TO DO
As an exercise, transcribe the data below in full and exactly, omitting pictures.

(Image point grounding data)
[Start of Attachment]

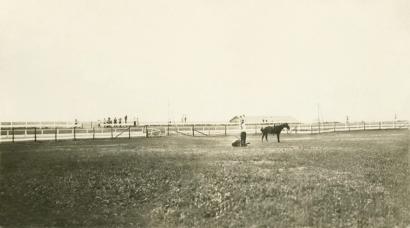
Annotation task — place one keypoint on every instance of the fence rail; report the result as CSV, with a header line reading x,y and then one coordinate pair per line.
x,y
16,133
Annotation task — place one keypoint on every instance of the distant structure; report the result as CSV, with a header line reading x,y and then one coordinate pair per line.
x,y
265,119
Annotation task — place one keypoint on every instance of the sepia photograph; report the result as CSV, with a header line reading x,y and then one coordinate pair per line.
x,y
205,113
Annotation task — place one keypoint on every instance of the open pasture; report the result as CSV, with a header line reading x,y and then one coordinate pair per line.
x,y
343,179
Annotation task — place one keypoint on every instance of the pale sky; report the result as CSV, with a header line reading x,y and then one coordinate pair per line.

[End of Attachment]

FINISHED TASK
Annotation task — place one keypoint on every instance of the fence rail; report the result as CSV, with a header line reading x,y and then one coordinate pair per line.
x,y
16,133
Annotation task — place one keypoint on every instance of the distant structure; report the result as CSV, with a header line reading x,y and then one coordinate pair per line.
x,y
265,119
Annotation task — place one keypoint on every instance of the sepia photograph; report the result as CSV, with a header line reading x,y and then one coordinate pair per line.
x,y
205,113
Annotation task — place one keypoint on every instance of the open pasture; report the result as CSV, with a header line reading x,y and then one coordinate pair per line.
x,y
343,179
Annotation task — place one keypoint on every instance of the pale sky; report the result as CSV, with a header line reading x,y and then one coordinate pair per line.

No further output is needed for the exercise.